Lighthouse Point Denies Dispensaries
By Marie Puleo
The Lighthouse Point City Commission voted unanimously last month to adopt an ordinance prohibiting medical marijuana dispensaries within the city.
Last November, 71 percent of the voters in Florida approved an amendment to the Florida Constitution that legalizes medical marijuana. In Lighthouse Point, 69 percent of voters said ‘yes’ to the amendment.
In June, State legislation was adopted to implement the medical marijuana amendment and govern Florida’s medical marijuana industry. It gave cities two options: Either ban dispensaries from being located within their boundaries, or regulate them to the same extent that they regulate pharmacies.
“The state left the cities with a Hobson’s choice,” said Lighthouse Point Mayor Glenn Troast. “As a result of this ‘take it or leave it’ approach, city commissions are faced with making decisions without the ability to customize that decision for what’s best for their community.”
Under the Florida state law, dispensaries are treated as pharmacies for zoning purposes, which means that wherever a pharmacy is allowed to operate, so is a dispensary. The new legislation mandates that a local government cannot place any restrictions on the number of dispensing facilities allowed within its jurisdiction, but does not give local government the ability to provide regulations for distance separation from schools, parks, churches and other dispensaries.

* _Data for review_
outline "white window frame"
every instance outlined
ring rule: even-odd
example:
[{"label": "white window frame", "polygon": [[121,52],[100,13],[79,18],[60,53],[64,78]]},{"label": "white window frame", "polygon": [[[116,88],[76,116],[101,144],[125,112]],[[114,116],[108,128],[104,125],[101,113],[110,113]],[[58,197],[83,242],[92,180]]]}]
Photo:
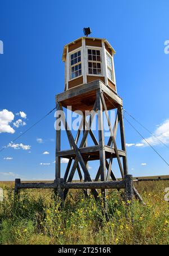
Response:
[{"label": "white window frame", "polygon": [[[106,58],[105,58],[105,59],[106,59],[106,63],[107,78],[108,78],[108,79],[110,80],[110,81],[112,82],[112,83],[115,84],[115,76],[114,76],[114,71],[113,58],[111,56],[111,54],[110,54],[110,53],[107,50],[105,51],[105,54],[106,54],[106,56],[105,56]],[[110,67],[109,67],[109,66],[108,65],[108,60],[107,60],[107,55],[110,58],[110,59],[112,60],[112,69],[111,69]],[[112,75],[113,79],[111,79],[108,76],[108,69],[112,71]]]},{"label": "white window frame", "polygon": [[[103,70],[103,49],[101,47],[97,47],[97,46],[91,46],[90,45],[86,46],[86,61],[85,63],[86,65],[86,70],[87,71],[87,75],[90,75],[92,76],[104,76],[104,70]],[[88,59],[88,50],[99,50],[100,51],[100,58],[101,58],[101,61],[89,61]],[[100,74],[97,75],[97,74],[89,74],[88,72],[88,62],[95,62],[95,63],[100,63],[101,64],[101,73]]]},{"label": "white window frame", "polygon": [[[71,65],[71,55],[73,54],[74,53],[77,53],[78,52],[81,51],[81,61],[80,62],[77,62],[77,63],[74,64],[74,65]],[[69,67],[69,74],[68,75],[68,81],[72,81],[74,79],[76,79],[77,78],[81,78],[81,76],[83,76],[83,50],[82,50],[82,47],[79,47],[78,48],[75,49],[75,50],[73,50],[72,52],[70,52],[69,53],[69,63],[68,67]],[[81,75],[79,75],[78,76],[76,76],[75,78],[72,78],[72,67],[73,66],[75,66],[77,65],[81,64],[81,71],[82,71],[82,74]]]}]

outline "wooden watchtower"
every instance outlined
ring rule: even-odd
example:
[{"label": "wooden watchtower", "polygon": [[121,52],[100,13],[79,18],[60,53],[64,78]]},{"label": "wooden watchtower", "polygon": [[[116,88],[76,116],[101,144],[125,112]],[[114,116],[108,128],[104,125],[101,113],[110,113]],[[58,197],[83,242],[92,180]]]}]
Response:
[{"label": "wooden watchtower", "polygon": [[[86,195],[87,189],[90,189],[97,199],[98,189],[101,190],[104,197],[109,189],[124,189],[126,199],[132,200],[135,194],[142,201],[133,186],[132,176],[128,173],[123,101],[117,92],[114,54],[108,41],[102,39],[83,37],[64,46],[63,60],[65,63],[65,90],[56,96],[55,180],[52,183],[23,183],[16,179],[16,195],[20,189],[54,189],[64,201],[69,189],[82,189]],[[70,106],[73,113],[78,111],[81,117],[75,136],[64,113],[64,109],[69,109]],[[112,110],[116,111],[113,122],[109,113]],[[96,116],[97,123],[94,130],[92,123]],[[104,129],[106,122],[108,137],[105,136]],[[64,137],[61,143],[61,123],[70,146],[66,150],[62,148],[66,138]],[[118,133],[120,135],[119,147]],[[68,161],[63,177],[61,175],[62,158]],[[117,180],[113,170],[115,159],[121,176],[119,180]],[[88,165],[92,161],[96,161],[94,177],[93,170]],[[80,182],[72,182],[76,170]]]},{"label": "wooden watchtower", "polygon": [[[69,189],[91,189],[96,199],[97,189],[104,195],[107,189],[124,189],[127,197],[132,199],[136,192],[132,176],[128,175],[124,129],[123,118],[123,101],[118,95],[114,66],[115,50],[105,39],[83,37],[65,45],[63,60],[65,62],[65,91],[56,96],[57,111],[63,111],[71,106],[73,112],[82,113],[81,123],[76,136],[69,129],[64,115],[58,115],[56,129],[56,182],[60,196],[66,198]],[[109,110],[116,110],[116,118],[111,123]],[[92,111],[86,118],[86,111]],[[61,112],[60,112],[61,113]],[[106,118],[104,119],[104,115]],[[92,130],[92,123],[97,117],[96,133]],[[106,143],[104,122],[108,122],[110,136]],[[88,121],[87,121],[88,120]],[[61,122],[64,126],[70,148],[61,148]],[[121,148],[116,143],[118,128],[121,135]],[[79,142],[81,133],[82,138]],[[87,143],[88,136],[93,145]],[[61,178],[61,159],[68,159],[68,166]],[[117,181],[112,170],[113,161],[117,159],[122,181]],[[92,179],[88,163],[97,160],[96,174]],[[99,164],[98,164],[98,161]],[[77,170],[81,182],[72,182]],[[62,184],[60,184],[61,181]]]}]

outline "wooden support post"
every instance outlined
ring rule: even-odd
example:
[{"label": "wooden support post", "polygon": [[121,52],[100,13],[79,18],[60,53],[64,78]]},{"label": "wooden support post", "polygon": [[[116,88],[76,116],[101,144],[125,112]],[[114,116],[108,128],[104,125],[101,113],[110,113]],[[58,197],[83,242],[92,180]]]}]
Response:
[{"label": "wooden support post", "polygon": [[[121,130],[121,142],[122,142],[122,150],[126,152],[126,140],[124,135],[124,120],[122,111],[122,107],[119,106],[118,108],[119,118],[119,125]],[[128,165],[127,165],[127,155],[126,156],[123,156],[123,170],[124,174],[125,175],[128,174]]]},{"label": "wooden support post", "polygon": [[57,178],[57,197],[61,200],[61,207],[63,207],[64,206],[64,181],[63,178]]},{"label": "wooden support post", "polygon": [[19,195],[19,185],[20,184],[20,179],[16,178],[15,182],[15,190],[14,190],[14,202],[20,199]]},{"label": "wooden support post", "polygon": [[[57,107],[59,110],[63,111],[63,107],[62,107],[62,105],[61,105],[61,103],[59,103],[59,103],[56,103],[56,105],[57,105]],[[94,104],[94,110],[95,111],[96,109],[96,102],[95,102],[95,103]],[[74,138],[73,138],[73,136],[72,135],[72,133],[71,133],[71,131],[70,131],[70,130],[69,129],[69,127],[68,127],[68,123],[66,122],[66,120],[65,117],[61,117],[63,118],[63,124],[65,126],[65,129],[66,129],[66,134],[67,134],[67,135],[68,135],[68,139],[69,139],[69,143],[70,143],[70,147],[72,147],[73,148],[73,149],[74,149],[74,151],[75,152],[75,154],[77,155],[77,156],[76,156],[76,157],[75,159],[73,165],[72,167],[72,170],[71,170],[70,173],[69,174],[68,181],[72,181],[72,179],[73,178],[73,176],[74,176],[74,172],[75,172],[75,169],[77,168],[77,164],[78,164],[78,161],[79,161],[79,163],[81,164],[81,165],[82,170],[83,170],[83,171],[84,172],[84,174],[85,173],[86,175],[86,177],[87,177],[87,181],[92,181],[92,179],[91,179],[91,178],[90,177],[90,173],[88,172],[88,170],[87,170],[87,169],[86,168],[86,166],[85,163],[84,161],[84,160],[83,160],[83,157],[82,157],[82,155],[81,155],[81,154],[80,153],[79,148],[77,147],[77,144],[75,144],[75,141],[74,140]],[[86,130],[85,131],[85,132],[84,132],[84,134],[83,135],[83,136],[82,142],[81,143],[79,148],[84,147],[84,145],[85,144],[87,136],[87,135],[88,135],[88,134],[89,133],[89,130],[90,130],[90,129],[91,128],[91,126],[92,122],[94,117],[94,114],[91,114],[90,115],[90,120],[89,120],[89,122],[88,122],[88,127],[87,126],[87,130]],[[65,198],[65,197],[66,197],[66,195],[68,194],[68,189],[67,190],[65,189],[65,190],[64,190],[64,198]],[[97,196],[98,196],[98,193],[97,193],[97,191],[96,190],[94,189],[94,190],[92,190],[92,192],[95,199],[96,199],[97,198]]]},{"label": "wooden support post", "polygon": [[134,199],[134,186],[132,175],[126,175],[125,176],[125,198],[127,200],[132,201]]},{"label": "wooden support post", "polygon": [[[99,153],[100,153],[100,178],[101,181],[105,181],[106,180],[106,158],[105,152],[104,150],[104,120],[103,120],[103,110],[102,102],[100,99],[100,90],[96,91],[97,106],[98,110],[98,130],[99,130]],[[104,197],[105,202],[105,207],[106,208],[106,203],[105,202],[105,197],[107,190],[105,189],[101,190],[101,194]]]},{"label": "wooden support post", "polygon": [[105,110],[105,114],[106,114],[106,118],[107,118],[107,121],[108,121],[109,130],[110,130],[110,131],[111,137],[112,137],[112,141],[113,142],[114,150],[115,150],[115,154],[116,154],[116,156],[117,156],[117,161],[118,161],[118,163],[119,167],[119,169],[120,169],[120,170],[121,170],[121,175],[122,175],[122,178],[123,179],[124,178],[123,170],[123,168],[122,168],[122,164],[121,164],[121,161],[120,157],[119,157],[119,156],[118,151],[118,150],[117,150],[115,138],[114,138],[114,134],[113,134],[113,132],[112,129],[111,123],[110,123],[110,118],[109,118],[109,115],[108,115],[107,107],[106,107],[106,104],[105,104],[105,100],[104,100],[104,97],[103,96],[103,93],[100,93],[100,97],[101,97],[101,101],[102,101],[103,104],[104,105],[104,110]]},{"label": "wooden support post", "polygon": [[[56,111],[59,111],[56,104]],[[57,153],[60,151],[61,144],[61,120],[60,116],[56,119],[56,157],[55,157],[55,179],[60,178],[60,157],[57,156]]]}]

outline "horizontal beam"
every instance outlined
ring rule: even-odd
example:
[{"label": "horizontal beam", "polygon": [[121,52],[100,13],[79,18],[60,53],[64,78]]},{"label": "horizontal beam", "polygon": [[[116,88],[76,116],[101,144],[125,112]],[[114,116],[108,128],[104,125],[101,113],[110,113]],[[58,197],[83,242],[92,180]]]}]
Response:
[{"label": "horizontal beam", "polygon": [[69,189],[124,189],[124,181],[92,181],[90,182],[68,182],[64,187]]},{"label": "horizontal beam", "polygon": [[[86,182],[67,182],[61,185],[62,189],[124,189],[125,182],[91,181]],[[56,183],[20,183],[17,184],[17,189],[56,189]]]},{"label": "horizontal beam", "polygon": [[141,178],[136,180],[135,182],[139,182],[140,181],[169,181],[169,178]]},{"label": "horizontal beam", "polygon": [[[108,147],[107,146],[105,146],[104,147],[104,149],[105,152],[109,152],[112,154],[115,155],[115,150],[114,148],[112,148],[110,147]],[[88,154],[90,155],[90,153],[94,152],[99,152],[99,145],[93,146],[91,147],[86,147],[83,148],[79,148],[80,152],[82,155],[83,154]],[[122,150],[118,150],[118,153],[120,157],[126,156],[126,153],[125,151],[123,151]],[[56,152],[56,156],[59,156],[60,157],[65,157],[65,158],[71,158],[75,156],[75,153],[74,150],[63,150],[61,151],[57,151]],[[114,157],[116,157],[114,156]]]},{"label": "horizontal beam", "polygon": [[17,184],[18,189],[56,189],[55,183],[20,183]]},{"label": "horizontal beam", "polygon": [[[98,145],[79,148],[79,151],[81,154],[99,151],[99,146]],[[74,150],[63,150],[62,151],[57,151],[56,152],[56,155],[60,157],[71,156],[72,155],[75,155],[75,151]]]},{"label": "horizontal beam", "polygon": [[97,80],[96,81],[83,84],[82,86],[77,86],[66,91],[62,93],[58,94],[56,96],[56,102],[61,102],[68,99],[86,93],[91,91],[99,89],[100,87],[101,80]]},{"label": "horizontal beam", "polygon": [[100,81],[101,83],[101,89],[109,97],[112,99],[114,101],[118,103],[119,105],[123,106],[122,99],[115,92],[113,92],[104,83]]},{"label": "horizontal beam", "polygon": [[122,99],[115,92],[113,92],[110,88],[106,86],[100,79],[73,87],[64,92],[57,95],[56,96],[56,102],[60,103],[80,95],[88,94],[90,92],[94,92],[98,89],[101,89],[103,91],[109,98],[114,101],[114,103],[117,103],[119,105],[122,106],[123,101]]}]

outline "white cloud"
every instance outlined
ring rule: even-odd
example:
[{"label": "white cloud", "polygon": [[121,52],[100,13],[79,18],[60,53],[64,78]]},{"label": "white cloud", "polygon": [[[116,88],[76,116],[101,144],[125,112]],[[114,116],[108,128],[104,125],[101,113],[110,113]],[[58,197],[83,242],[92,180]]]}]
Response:
[{"label": "white cloud", "polygon": [[48,155],[49,153],[50,153],[49,152],[45,151],[45,152],[43,152],[43,155]]},{"label": "white cloud", "polygon": [[20,111],[19,112],[19,114],[20,115],[20,116],[22,118],[25,118],[25,119],[26,118],[27,115],[23,111]]},{"label": "white cloud", "polygon": [[135,144],[134,144],[134,143],[126,143],[126,147],[132,147],[132,146],[135,146]]},{"label": "white cloud", "polygon": [[50,165],[51,164],[50,163],[41,163],[40,165]]},{"label": "white cloud", "polygon": [[13,157],[4,157],[3,159],[6,160],[12,160]]},{"label": "white cloud", "polygon": [[136,147],[142,147],[143,146],[144,146],[144,143],[136,143],[135,144]]},{"label": "white cloud", "polygon": [[[146,140],[152,146],[162,144],[161,141],[164,144],[169,144],[169,119],[166,120],[161,124],[154,132],[154,136],[150,136],[146,138]],[[137,145],[137,144],[136,144]],[[148,146],[148,143],[143,140],[141,143],[137,143],[137,146]]]},{"label": "white cloud", "polygon": [[41,138],[38,138],[37,139],[37,142],[38,143],[43,143],[43,139],[41,139]]},{"label": "white cloud", "polygon": [[0,133],[8,133],[14,134],[15,131],[11,127],[10,123],[14,120],[15,117],[12,112],[7,109],[0,111]]},{"label": "white cloud", "polygon": [[14,150],[22,149],[23,150],[30,150],[31,146],[24,145],[23,143],[14,144],[14,143],[10,143],[7,146],[7,147],[13,148],[14,148]]},{"label": "white cloud", "polygon": [[62,158],[60,160],[61,164],[66,164],[69,162],[69,159],[67,158]]},{"label": "white cloud", "polygon": [[19,126],[24,126],[26,123],[25,122],[23,122],[21,119],[19,119],[16,122],[14,123],[14,125],[16,128],[18,128]]},{"label": "white cloud", "polygon": [[18,174],[16,174],[14,172],[0,172],[1,174],[5,176],[19,177]]}]

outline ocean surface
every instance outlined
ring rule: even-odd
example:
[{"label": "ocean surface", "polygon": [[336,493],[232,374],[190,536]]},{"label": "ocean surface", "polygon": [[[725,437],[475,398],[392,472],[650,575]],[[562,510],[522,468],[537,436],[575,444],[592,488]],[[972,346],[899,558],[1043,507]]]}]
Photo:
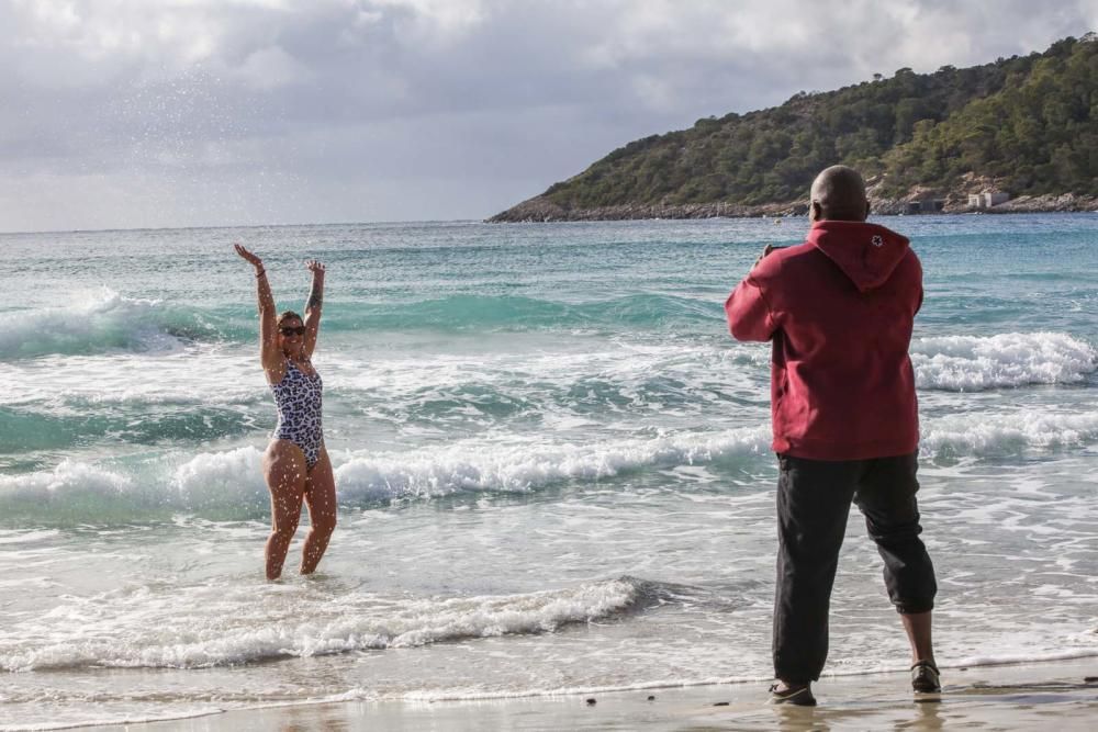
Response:
[{"label": "ocean surface", "polygon": [[[922,258],[949,668],[1098,656],[1098,214],[879,219]],[[0,235],[0,728],[769,679],[768,345],[805,219]],[[301,308],[339,527],[268,583],[255,278]],[[851,516],[827,673],[907,668]],[[906,677],[897,676],[898,692]]]}]

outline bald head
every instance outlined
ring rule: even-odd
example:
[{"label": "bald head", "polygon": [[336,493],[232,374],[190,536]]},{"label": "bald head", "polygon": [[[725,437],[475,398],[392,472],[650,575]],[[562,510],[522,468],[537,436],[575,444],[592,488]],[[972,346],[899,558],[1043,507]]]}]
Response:
[{"label": "bald head", "polygon": [[870,215],[865,181],[853,168],[831,166],[813,181],[813,221],[865,221]]}]

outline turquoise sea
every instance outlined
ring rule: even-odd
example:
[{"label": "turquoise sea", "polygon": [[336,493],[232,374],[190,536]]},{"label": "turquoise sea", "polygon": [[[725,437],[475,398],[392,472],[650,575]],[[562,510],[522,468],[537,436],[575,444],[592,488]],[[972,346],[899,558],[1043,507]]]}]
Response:
[{"label": "turquoise sea", "polygon": [[[949,668],[1098,656],[1098,214],[878,219]],[[769,347],[721,309],[805,219],[0,235],[0,728],[770,678]],[[300,308],[340,525],[262,575],[255,279]],[[295,566],[299,539],[288,567]],[[827,673],[903,672],[851,517]],[[904,687],[897,677],[897,687]]]}]

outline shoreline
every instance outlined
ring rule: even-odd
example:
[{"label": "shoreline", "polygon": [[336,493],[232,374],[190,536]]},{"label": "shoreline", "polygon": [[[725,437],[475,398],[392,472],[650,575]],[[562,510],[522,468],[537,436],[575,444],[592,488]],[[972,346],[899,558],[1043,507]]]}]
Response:
[{"label": "shoreline", "polygon": [[766,703],[765,683],[461,700],[310,700],[160,721],[75,729],[222,730],[864,730],[946,725],[1088,730],[1098,717],[1098,657],[943,667],[943,692],[916,698],[904,671],[825,675],[815,708]]},{"label": "shoreline", "polygon": [[[967,198],[945,200],[940,211],[908,212],[911,201],[905,199],[870,198],[870,215],[874,216],[928,216],[959,214],[1056,214],[1090,213],[1098,211],[1098,196],[1074,193],[1062,195],[1022,195],[987,209],[973,209]],[[592,209],[565,209],[544,196],[535,196],[502,213],[485,218],[488,224],[505,223],[559,223],[601,221],[653,221],[697,218],[780,218],[806,216],[808,206],[803,201],[747,205],[726,202],[684,204],[620,204]]]}]

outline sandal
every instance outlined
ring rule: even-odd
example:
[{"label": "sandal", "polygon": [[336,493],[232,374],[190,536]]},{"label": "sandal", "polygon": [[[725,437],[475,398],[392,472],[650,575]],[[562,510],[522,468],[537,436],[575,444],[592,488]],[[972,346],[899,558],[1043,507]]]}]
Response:
[{"label": "sandal", "polygon": [[796,707],[815,707],[816,697],[808,684],[792,688],[777,690],[777,684],[770,687],[770,703],[772,705],[794,705]]},{"label": "sandal", "polygon": [[917,694],[933,694],[942,690],[938,666],[931,661],[920,661],[911,666],[911,688]]}]

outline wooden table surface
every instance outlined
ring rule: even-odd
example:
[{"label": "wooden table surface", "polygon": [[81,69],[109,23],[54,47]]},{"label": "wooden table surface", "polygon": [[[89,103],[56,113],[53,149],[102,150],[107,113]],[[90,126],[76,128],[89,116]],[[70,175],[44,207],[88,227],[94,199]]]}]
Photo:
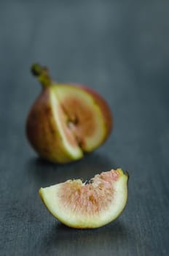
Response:
[{"label": "wooden table surface", "polygon": [[[169,2],[1,1],[0,255],[164,256],[169,252]],[[40,86],[30,65],[101,94],[114,128],[82,160],[39,159],[25,135]],[[122,214],[95,230],[68,228],[38,195],[111,168],[130,173]]]}]

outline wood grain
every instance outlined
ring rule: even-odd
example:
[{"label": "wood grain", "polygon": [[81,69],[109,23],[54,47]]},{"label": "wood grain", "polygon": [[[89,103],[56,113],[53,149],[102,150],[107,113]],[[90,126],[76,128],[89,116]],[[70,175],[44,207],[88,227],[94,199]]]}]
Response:
[{"label": "wood grain", "polygon": [[[0,255],[168,255],[169,3],[0,5]],[[111,138],[81,161],[47,163],[26,140],[26,116],[40,91],[29,72],[34,61],[61,82],[88,84],[111,106]],[[130,173],[128,203],[102,228],[63,226],[38,195],[41,187],[117,167]]]}]

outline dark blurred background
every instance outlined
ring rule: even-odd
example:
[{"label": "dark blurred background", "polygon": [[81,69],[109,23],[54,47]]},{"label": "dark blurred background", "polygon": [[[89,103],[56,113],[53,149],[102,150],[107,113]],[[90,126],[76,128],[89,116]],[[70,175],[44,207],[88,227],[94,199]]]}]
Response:
[{"label": "dark blurred background", "polygon": [[[0,1],[1,255],[167,255],[168,10],[165,0]],[[50,165],[27,143],[40,91],[34,61],[58,81],[90,86],[111,107],[111,137],[82,161]],[[66,228],[38,197],[40,187],[117,167],[130,173],[129,201],[101,230]]]}]

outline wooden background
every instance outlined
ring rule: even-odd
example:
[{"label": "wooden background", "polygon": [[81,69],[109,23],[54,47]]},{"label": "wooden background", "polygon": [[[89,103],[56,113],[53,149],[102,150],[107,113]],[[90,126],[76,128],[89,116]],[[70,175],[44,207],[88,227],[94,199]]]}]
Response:
[{"label": "wooden background", "polygon": [[[165,0],[0,1],[1,256],[168,255],[168,10]],[[81,161],[47,163],[26,140],[40,91],[34,61],[58,81],[89,85],[112,110],[111,137]],[[38,195],[117,167],[130,173],[128,203],[102,228],[65,227]]]}]

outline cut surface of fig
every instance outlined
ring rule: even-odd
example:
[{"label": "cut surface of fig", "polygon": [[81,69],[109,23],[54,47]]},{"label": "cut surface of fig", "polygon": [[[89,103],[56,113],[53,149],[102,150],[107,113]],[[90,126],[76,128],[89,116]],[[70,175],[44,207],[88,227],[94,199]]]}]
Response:
[{"label": "cut surface of fig", "polygon": [[83,151],[90,152],[98,148],[105,140],[109,127],[105,113],[97,104],[97,96],[93,98],[85,89],[65,84],[53,86],[53,91]]},{"label": "cut surface of fig", "polygon": [[32,65],[31,72],[42,91],[28,113],[26,135],[40,157],[66,163],[103,143],[112,118],[101,95],[84,86],[53,82],[47,67],[39,64]]},{"label": "cut surface of fig", "polygon": [[89,184],[80,179],[39,189],[49,211],[63,224],[75,228],[95,228],[115,219],[127,199],[128,175],[121,169],[101,173]]}]

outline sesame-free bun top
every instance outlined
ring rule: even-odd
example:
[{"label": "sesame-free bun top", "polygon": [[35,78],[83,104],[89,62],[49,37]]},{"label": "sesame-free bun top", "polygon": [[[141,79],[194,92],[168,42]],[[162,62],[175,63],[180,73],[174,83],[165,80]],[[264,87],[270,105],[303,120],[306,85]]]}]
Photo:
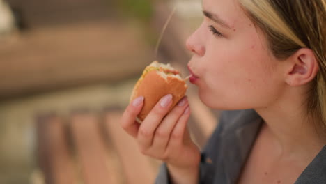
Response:
[{"label": "sesame-free bun top", "polygon": [[134,85],[130,101],[139,96],[144,97],[143,105],[137,121],[141,123],[158,101],[164,95],[171,94],[172,105],[169,112],[185,95],[187,86],[179,72],[170,64],[153,61],[148,66]]}]

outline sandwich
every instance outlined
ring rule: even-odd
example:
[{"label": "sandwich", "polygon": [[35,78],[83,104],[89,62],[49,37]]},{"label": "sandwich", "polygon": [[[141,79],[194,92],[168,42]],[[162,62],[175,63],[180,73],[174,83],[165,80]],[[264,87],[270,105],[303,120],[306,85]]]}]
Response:
[{"label": "sandwich", "polygon": [[[188,77],[187,77],[188,78]],[[179,71],[170,64],[153,61],[146,67],[139,79],[134,86],[130,101],[139,96],[144,97],[141,111],[137,121],[141,123],[161,98],[171,94],[172,105],[169,112],[185,95],[187,86],[185,79],[181,78]]]}]

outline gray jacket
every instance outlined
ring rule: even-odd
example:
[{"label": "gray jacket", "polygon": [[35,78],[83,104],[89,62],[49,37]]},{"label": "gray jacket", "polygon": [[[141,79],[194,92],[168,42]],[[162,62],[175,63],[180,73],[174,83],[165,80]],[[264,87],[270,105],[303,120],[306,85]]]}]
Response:
[{"label": "gray jacket", "polygon": [[[262,123],[253,109],[224,112],[201,154],[199,183],[235,183]],[[165,164],[155,183],[171,183]],[[295,183],[304,183],[326,184],[326,146]]]}]

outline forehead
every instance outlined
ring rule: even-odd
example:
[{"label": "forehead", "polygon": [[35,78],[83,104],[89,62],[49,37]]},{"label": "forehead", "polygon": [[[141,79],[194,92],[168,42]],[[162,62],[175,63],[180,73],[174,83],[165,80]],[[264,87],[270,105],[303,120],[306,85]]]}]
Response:
[{"label": "forehead", "polygon": [[203,10],[216,14],[232,28],[239,23],[250,22],[238,0],[203,0]]}]

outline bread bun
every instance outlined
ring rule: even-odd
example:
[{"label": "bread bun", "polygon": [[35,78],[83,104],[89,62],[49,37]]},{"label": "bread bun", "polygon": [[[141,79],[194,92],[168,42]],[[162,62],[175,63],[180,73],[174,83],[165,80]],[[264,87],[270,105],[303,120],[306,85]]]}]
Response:
[{"label": "bread bun", "polygon": [[134,85],[130,101],[139,96],[144,97],[143,106],[137,121],[141,123],[147,114],[164,95],[171,94],[172,105],[169,112],[185,95],[187,86],[179,75],[179,72],[169,64],[157,61],[148,66]]}]

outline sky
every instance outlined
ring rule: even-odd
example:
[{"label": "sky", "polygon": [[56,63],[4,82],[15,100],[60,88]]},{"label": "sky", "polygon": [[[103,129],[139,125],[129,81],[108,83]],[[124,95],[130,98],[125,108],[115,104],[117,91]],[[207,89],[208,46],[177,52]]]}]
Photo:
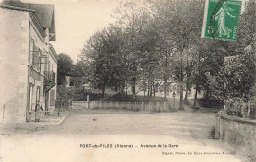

* _Instructions_
1. From the article on Lighthouse Point's dispensary ban, list every kind of place from which local governments are not allowed to set distance rules for dispensaries.
2. Answer these questions from the article on Lighthouse Point's dispensary ban:
(a) What share of Florida voters approved the medical marijuana amendment?
(b) In what month was the state law carrying out the amendment adopted?
(c) Who is the mayor of Lighthouse Point?
3. Resume the article on Lighthouse Point's dispensary ban, starting right after its last sentence.

* _Results for the exercise_
1. schools, parks, churches, other dispensaries

2.
(a) 71 percent
(b) June
(c) Glenn Troast

3.
“Because Lighthouse Point is such a small city, we did not feel that it was in the best interest of our residents to say, ‘You can put them anywhere you want,’” said Troast.
Another concern some cities have is that because dispensaries are still not legal under federal law, banks aren’t allowed to accept money from them, so they operate on a cash-only basis, which could make them a target for theft.
Faced with the choice of not being able to regulate dispensaries or to ban them completely, other cities in the area, including Lauderdale-By-the-Sea and Sea Ranch Lakes, have chosen to ban them. Deerfield Beach voted last month to allow them, while Boca Raton and Coral Springs have put moratoriums in place.
“I’m sure as time goes by cities will reexamine these things as, hopefully, the state frees up some of the regulatory authority,” said Troast.
The new ordinance banning medical marijuana dispensaries within Lighthouse Point does not affect the ability of residents to have medical marijuana delivered directly to their homes, or to purchase it at a dispensary in another city.
Florida’s law permits the use of medical marijuana to treat specific medical conditions, such as epilepsy, cancer, glaucoma, HIV, AIDS, post-traumatic stress disorder (PTSD), amyotrophic lateral sclerosis (ALS), Crohn’s disease, Parkinson’s disease, multiple sclerosis and similar conditions. Medical marijuana can be taken through vaping, edibles, oils, tinctures or sprays, but the Legislature banned smoking the drug.
Since 2014, the City had a moratorium in place on the approval or issuance of any licenses for any use that involved the cultivation, processing and dispensing of medical marijuana. That moratorium was set to expire October 31, 2017. The new ordinance supersedes and replaces the moratorium.